Task to carry out:
Below are entries. Copy exactly the lines running from the line that holds "positive clicks: (295, 353) (294, 350)" to the line that holds "199L211 223V234L220 242H244L264", with both ends included.

Start of Source material

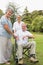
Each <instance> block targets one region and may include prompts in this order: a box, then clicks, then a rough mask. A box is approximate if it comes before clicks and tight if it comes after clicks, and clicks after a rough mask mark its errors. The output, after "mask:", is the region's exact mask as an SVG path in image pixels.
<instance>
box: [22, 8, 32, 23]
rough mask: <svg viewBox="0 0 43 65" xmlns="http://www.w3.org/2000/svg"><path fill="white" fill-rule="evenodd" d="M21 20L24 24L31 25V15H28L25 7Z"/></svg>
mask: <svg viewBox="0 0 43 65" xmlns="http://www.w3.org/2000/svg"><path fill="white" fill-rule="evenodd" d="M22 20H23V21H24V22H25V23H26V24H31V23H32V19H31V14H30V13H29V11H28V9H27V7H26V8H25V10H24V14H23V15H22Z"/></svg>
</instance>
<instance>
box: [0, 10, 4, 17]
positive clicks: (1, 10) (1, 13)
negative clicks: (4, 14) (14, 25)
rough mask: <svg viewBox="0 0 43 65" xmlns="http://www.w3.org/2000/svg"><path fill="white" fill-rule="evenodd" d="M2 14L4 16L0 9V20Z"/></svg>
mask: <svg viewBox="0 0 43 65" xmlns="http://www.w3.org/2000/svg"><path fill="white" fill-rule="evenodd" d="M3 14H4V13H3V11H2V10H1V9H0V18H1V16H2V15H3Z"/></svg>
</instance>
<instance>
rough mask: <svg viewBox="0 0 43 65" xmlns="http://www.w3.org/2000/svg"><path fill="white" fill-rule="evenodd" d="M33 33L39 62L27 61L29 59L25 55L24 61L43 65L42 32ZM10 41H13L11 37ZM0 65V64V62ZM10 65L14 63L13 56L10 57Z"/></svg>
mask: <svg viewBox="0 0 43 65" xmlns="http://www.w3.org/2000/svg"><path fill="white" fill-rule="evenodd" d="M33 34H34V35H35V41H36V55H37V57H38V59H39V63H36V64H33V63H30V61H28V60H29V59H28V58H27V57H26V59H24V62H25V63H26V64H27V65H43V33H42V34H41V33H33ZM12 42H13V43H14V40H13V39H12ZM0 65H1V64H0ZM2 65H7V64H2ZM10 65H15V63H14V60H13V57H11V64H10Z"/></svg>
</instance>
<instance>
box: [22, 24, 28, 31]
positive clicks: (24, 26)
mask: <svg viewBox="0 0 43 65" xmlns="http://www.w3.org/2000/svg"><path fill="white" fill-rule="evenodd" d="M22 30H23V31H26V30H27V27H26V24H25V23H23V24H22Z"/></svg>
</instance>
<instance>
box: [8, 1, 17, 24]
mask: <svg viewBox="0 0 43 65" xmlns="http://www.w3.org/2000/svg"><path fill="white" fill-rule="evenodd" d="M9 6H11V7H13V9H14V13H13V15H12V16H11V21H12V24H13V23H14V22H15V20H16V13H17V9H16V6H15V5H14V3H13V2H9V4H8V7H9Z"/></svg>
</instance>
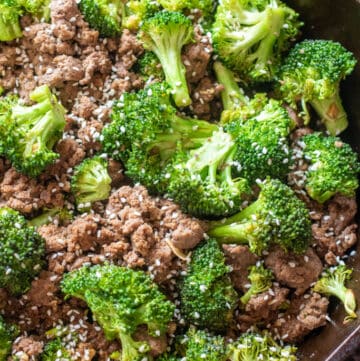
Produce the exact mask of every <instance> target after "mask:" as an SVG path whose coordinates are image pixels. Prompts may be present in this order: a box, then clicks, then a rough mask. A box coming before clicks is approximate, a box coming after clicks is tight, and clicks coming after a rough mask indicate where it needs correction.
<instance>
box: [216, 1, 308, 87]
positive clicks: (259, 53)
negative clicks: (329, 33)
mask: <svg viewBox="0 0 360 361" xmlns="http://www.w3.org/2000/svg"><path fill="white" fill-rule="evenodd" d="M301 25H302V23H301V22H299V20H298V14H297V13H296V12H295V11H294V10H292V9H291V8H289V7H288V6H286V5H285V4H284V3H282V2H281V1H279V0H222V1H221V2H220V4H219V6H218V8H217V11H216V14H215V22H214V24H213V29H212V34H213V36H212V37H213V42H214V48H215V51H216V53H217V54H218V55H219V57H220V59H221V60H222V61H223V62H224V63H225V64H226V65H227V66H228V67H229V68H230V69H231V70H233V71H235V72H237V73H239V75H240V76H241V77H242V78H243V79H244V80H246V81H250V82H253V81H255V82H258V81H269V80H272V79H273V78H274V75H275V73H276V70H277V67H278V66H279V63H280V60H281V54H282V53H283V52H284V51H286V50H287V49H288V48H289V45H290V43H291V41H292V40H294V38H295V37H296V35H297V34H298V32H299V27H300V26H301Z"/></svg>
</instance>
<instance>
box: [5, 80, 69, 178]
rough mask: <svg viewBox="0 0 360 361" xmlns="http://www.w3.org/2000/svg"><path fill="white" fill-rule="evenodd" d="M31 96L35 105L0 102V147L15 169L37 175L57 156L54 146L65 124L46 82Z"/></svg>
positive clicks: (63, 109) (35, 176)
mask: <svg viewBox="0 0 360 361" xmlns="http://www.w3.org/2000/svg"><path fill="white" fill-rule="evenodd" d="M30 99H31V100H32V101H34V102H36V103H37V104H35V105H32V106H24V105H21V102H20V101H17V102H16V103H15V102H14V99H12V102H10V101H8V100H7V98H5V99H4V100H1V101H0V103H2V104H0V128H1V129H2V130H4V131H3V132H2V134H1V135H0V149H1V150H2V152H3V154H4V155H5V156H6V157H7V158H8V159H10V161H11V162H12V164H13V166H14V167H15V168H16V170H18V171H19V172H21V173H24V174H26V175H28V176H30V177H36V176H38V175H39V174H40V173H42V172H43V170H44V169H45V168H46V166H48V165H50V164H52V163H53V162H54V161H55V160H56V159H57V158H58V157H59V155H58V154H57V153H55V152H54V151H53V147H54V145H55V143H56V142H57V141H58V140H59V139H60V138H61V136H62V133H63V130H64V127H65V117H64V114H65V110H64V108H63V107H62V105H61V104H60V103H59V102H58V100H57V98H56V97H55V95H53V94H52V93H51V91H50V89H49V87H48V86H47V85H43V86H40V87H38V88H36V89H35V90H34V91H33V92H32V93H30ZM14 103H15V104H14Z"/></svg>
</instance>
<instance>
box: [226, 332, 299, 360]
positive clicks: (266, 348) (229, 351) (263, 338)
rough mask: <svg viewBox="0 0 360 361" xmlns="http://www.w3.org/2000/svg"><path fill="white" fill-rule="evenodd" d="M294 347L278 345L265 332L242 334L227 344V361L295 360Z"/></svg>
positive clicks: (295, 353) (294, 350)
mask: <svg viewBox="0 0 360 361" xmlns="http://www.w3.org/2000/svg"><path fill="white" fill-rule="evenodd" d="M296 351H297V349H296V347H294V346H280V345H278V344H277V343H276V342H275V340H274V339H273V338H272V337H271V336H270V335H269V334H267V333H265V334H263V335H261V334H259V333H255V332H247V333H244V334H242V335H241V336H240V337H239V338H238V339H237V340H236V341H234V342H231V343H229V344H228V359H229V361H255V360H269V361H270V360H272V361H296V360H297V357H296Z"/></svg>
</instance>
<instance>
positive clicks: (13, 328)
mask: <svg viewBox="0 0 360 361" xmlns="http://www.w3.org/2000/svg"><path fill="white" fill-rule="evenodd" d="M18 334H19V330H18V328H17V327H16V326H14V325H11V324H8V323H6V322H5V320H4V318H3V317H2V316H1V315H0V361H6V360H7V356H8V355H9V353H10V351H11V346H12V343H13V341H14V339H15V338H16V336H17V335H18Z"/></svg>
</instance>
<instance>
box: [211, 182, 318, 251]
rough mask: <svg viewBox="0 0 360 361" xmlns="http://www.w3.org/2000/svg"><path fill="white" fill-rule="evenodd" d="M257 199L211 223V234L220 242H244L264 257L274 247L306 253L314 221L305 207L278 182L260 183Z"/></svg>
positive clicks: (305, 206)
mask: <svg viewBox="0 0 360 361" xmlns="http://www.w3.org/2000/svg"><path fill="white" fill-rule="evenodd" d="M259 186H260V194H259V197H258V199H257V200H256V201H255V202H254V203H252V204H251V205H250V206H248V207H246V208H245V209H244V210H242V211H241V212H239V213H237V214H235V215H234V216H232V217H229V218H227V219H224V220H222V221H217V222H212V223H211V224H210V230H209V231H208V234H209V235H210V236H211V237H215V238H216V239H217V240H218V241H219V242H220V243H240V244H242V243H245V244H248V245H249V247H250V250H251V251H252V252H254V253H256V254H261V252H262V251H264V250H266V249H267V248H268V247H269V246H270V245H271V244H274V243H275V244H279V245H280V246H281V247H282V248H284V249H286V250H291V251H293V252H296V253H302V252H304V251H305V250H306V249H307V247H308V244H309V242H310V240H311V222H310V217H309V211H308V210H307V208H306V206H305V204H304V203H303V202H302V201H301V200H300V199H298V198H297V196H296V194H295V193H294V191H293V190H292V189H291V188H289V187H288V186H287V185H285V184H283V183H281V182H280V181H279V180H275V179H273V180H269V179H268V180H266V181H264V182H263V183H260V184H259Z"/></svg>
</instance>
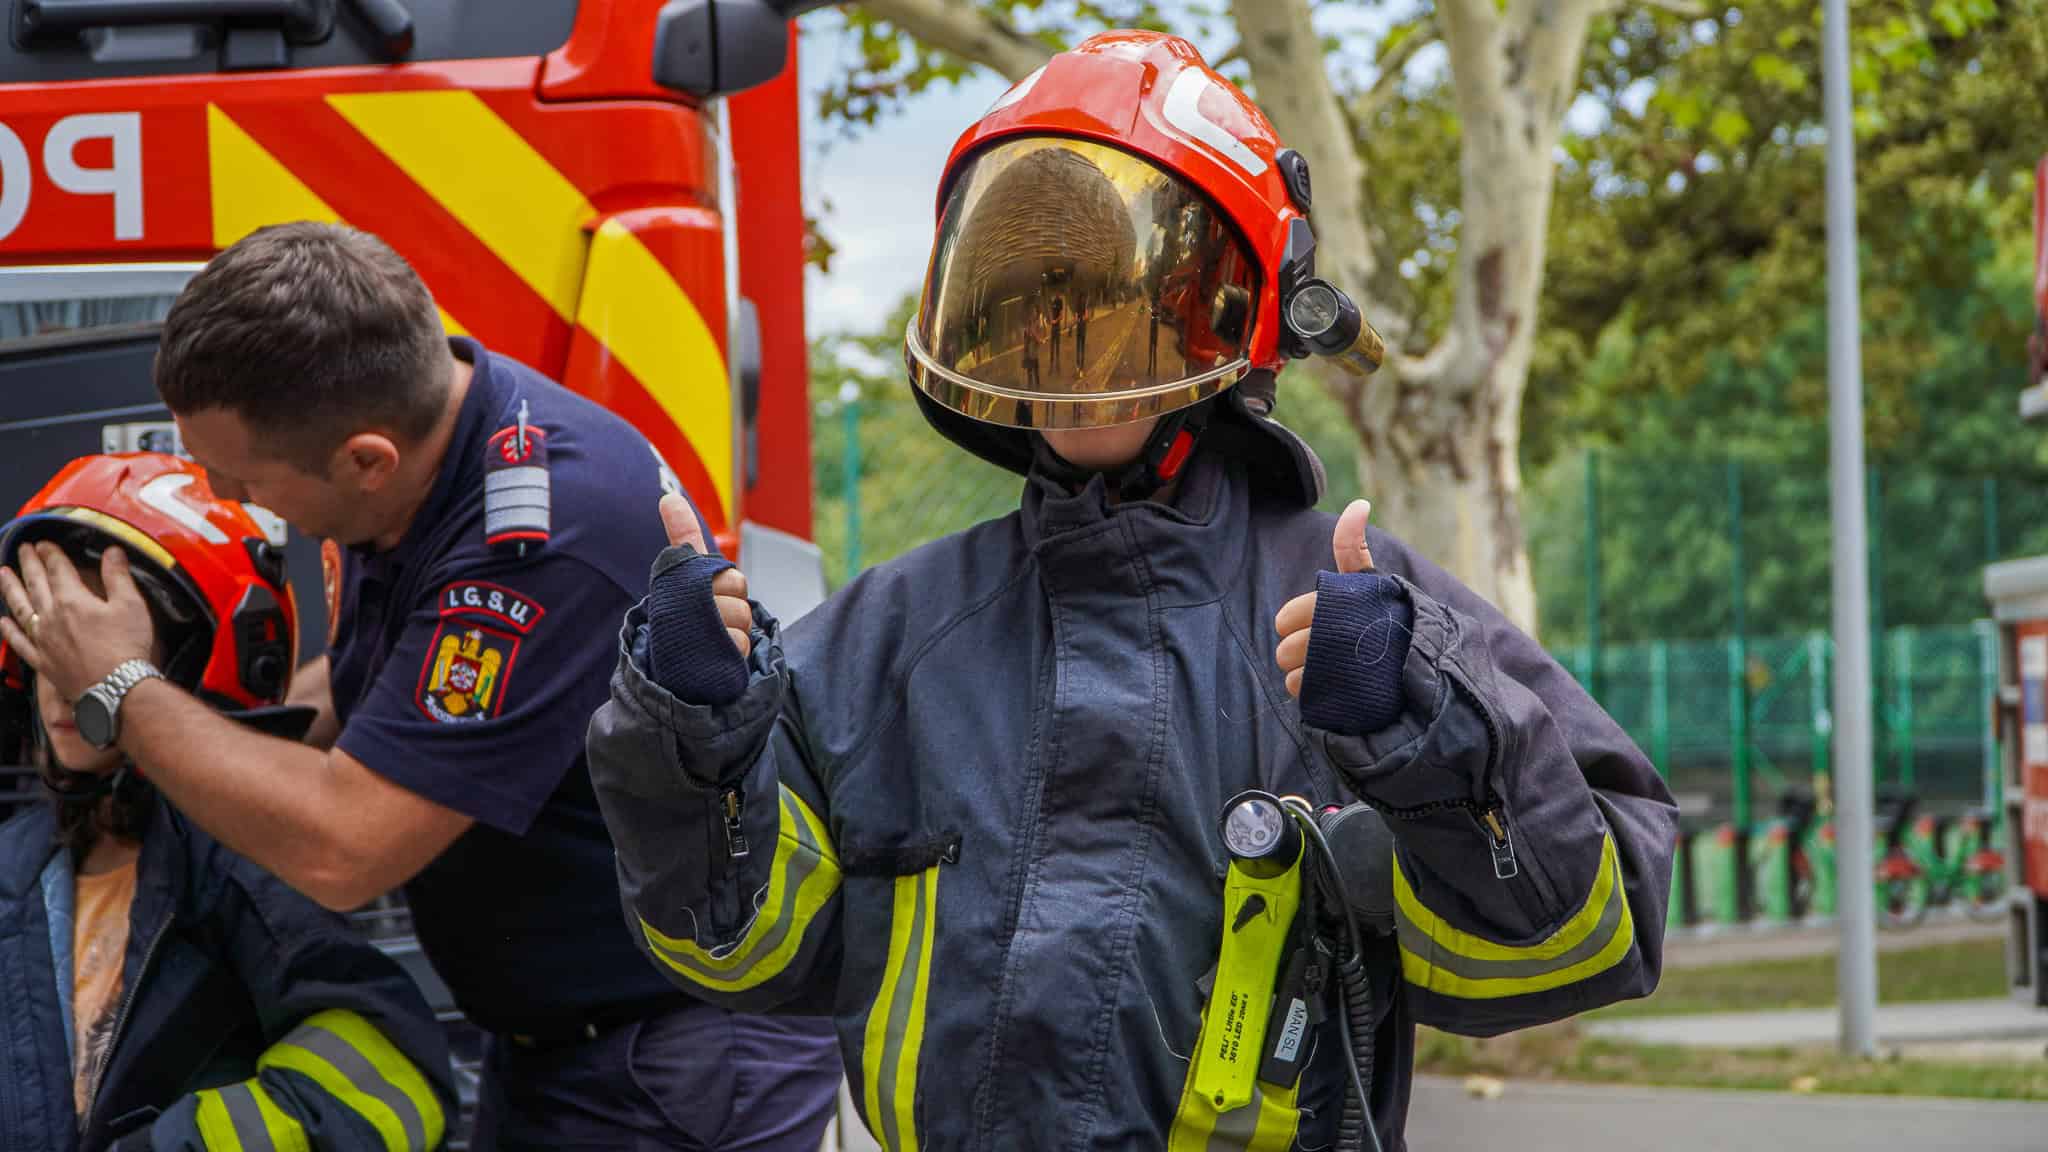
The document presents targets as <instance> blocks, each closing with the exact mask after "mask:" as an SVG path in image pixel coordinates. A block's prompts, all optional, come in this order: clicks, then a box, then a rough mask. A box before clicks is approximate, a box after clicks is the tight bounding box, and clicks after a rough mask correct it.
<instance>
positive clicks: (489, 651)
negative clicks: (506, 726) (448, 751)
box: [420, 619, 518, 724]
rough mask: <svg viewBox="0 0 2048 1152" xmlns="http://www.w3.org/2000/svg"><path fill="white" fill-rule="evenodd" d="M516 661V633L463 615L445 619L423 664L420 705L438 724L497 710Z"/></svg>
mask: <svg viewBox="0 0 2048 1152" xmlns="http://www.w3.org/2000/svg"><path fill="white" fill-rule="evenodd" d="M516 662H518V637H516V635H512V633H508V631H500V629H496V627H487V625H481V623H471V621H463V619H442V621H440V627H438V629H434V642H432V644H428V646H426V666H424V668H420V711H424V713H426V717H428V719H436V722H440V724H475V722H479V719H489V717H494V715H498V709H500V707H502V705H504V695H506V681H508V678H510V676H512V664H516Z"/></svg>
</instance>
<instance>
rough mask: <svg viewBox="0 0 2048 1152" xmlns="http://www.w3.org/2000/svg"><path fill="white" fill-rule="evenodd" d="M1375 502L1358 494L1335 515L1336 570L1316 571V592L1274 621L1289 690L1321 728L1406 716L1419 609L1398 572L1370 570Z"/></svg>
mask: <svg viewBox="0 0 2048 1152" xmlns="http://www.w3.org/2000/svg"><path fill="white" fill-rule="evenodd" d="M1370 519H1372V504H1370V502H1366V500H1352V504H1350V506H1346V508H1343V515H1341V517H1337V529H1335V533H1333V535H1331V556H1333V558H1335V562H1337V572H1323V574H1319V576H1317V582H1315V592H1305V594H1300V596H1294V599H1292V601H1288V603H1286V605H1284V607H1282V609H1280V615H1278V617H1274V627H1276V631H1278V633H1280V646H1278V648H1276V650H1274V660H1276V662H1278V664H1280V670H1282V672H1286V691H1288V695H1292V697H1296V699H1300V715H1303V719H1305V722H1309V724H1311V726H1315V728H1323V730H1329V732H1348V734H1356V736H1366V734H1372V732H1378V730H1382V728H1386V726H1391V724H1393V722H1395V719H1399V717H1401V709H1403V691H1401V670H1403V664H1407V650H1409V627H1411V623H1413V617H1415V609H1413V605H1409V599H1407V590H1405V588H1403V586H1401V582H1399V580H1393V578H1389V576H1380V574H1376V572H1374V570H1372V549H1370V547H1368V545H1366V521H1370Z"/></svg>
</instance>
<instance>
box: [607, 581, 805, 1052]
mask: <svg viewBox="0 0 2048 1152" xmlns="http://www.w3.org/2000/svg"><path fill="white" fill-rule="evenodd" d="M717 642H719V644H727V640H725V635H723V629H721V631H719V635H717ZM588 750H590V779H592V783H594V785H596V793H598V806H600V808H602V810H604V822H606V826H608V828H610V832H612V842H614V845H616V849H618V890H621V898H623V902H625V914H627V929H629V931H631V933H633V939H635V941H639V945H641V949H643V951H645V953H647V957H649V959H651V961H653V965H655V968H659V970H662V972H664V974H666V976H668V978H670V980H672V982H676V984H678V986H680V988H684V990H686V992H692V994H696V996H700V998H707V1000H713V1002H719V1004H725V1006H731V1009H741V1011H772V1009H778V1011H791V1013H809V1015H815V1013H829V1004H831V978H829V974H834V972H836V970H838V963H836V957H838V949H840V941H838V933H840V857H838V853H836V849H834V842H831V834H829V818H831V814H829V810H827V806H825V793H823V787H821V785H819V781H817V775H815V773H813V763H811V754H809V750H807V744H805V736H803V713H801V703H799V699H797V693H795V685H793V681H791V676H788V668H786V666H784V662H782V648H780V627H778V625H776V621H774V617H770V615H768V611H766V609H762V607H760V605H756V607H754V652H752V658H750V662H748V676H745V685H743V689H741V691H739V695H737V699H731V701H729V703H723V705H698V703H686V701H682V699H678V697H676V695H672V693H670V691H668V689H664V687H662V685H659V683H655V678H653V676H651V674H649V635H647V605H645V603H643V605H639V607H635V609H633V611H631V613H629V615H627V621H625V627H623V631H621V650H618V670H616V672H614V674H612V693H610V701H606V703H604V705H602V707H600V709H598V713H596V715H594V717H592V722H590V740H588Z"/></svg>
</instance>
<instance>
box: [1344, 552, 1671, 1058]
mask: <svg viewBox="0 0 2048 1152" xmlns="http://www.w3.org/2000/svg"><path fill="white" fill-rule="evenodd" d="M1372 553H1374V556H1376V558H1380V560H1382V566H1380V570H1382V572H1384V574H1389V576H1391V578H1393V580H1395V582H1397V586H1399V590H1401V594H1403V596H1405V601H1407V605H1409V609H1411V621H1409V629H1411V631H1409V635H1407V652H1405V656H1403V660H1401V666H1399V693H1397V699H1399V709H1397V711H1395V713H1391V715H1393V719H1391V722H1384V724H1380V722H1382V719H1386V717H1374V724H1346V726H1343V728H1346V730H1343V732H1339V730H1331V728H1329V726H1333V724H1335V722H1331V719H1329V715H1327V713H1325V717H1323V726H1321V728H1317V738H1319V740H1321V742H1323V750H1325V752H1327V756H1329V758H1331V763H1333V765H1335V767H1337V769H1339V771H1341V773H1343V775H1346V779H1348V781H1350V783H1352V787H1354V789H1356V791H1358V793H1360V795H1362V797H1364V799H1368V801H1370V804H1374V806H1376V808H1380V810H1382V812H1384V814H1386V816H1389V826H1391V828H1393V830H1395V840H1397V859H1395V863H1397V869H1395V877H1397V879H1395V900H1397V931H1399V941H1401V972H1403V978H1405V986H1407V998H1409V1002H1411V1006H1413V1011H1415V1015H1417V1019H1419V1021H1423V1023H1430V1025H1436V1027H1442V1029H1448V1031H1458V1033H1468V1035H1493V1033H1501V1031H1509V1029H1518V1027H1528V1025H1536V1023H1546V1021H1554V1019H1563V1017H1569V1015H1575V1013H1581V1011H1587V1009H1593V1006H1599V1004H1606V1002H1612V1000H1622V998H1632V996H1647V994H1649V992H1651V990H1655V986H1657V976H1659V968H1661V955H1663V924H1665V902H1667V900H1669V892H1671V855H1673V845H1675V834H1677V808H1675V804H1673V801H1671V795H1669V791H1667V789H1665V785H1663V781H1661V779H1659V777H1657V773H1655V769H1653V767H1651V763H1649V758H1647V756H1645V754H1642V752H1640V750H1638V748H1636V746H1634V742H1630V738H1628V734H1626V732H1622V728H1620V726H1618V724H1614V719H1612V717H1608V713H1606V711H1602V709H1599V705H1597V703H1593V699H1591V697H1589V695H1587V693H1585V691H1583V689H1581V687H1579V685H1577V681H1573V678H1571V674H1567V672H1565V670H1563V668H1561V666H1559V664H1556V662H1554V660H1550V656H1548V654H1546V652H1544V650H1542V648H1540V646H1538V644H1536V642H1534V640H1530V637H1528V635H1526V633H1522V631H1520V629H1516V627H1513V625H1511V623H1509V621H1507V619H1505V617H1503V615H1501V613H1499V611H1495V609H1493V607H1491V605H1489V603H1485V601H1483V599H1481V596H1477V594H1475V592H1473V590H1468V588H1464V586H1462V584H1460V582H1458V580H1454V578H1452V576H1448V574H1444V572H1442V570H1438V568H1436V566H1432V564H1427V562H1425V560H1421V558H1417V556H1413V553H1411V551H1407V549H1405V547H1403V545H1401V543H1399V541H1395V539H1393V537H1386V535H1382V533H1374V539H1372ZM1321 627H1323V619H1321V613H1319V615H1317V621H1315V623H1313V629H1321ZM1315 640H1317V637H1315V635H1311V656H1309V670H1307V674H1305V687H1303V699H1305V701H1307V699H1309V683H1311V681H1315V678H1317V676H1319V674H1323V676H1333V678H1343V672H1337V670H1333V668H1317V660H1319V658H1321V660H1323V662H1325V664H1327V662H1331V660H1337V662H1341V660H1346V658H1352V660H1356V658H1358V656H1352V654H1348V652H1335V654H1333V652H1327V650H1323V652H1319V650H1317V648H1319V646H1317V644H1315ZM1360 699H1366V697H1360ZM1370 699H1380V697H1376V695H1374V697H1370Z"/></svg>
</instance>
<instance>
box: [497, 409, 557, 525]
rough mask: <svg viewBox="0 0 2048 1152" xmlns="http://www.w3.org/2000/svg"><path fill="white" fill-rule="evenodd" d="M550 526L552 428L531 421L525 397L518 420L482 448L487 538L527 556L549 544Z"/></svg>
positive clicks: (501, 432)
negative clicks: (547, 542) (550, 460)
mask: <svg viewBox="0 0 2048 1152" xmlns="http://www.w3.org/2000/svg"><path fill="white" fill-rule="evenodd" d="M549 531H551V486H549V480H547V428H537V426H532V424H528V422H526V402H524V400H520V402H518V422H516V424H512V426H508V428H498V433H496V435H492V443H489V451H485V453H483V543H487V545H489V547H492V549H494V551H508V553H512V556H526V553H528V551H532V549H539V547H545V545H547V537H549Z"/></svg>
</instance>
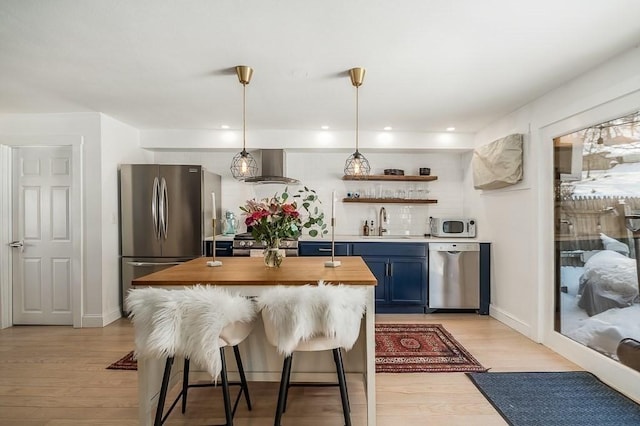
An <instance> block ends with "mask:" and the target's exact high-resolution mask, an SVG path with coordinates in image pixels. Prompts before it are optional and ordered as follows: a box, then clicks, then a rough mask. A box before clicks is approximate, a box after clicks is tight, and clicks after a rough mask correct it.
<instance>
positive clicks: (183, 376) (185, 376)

End of Source material

Answer to the problem:
positive clicks: (295, 353) (294, 350)
mask: <svg viewBox="0 0 360 361" xmlns="http://www.w3.org/2000/svg"><path fill="white" fill-rule="evenodd" d="M296 351H297V349H296V347H294V346H280V345H278V344H277V343H276V342H275V340H274V339H273V338H272V337H271V336H270V335H269V334H267V333H265V334H263V335H261V334H259V333H255V332H247V333H244V334H242V335H241V336H240V337H239V338H238V339H237V340H236V341H234V342H231V343H229V344H228V359H229V361H255V360H269V361H270V360H272V361H296V360H297V357H296Z"/></svg>
</instance>
<instance>
positive clicks: (13, 328)
mask: <svg viewBox="0 0 360 361" xmlns="http://www.w3.org/2000/svg"><path fill="white" fill-rule="evenodd" d="M18 334H19V330H18V328H17V327H16V326H14V325H11V324H8V323H6V322H5V320H4V318H3V317H2V316H1V315H0V361H6V360H7V356H8V355H9V353H10V351H11V346H12V343H13V341H14V339H15V338H16V336H17V335H18Z"/></svg>
</instance>
<instance>
box: [211, 182, 318, 251]
rough mask: <svg viewBox="0 0 360 361" xmlns="http://www.w3.org/2000/svg"><path fill="white" fill-rule="evenodd" d="M257 199L211 223V234L220 242H244L264 257L274 247L306 253L314 221L305 207L278 182L260 183Z"/></svg>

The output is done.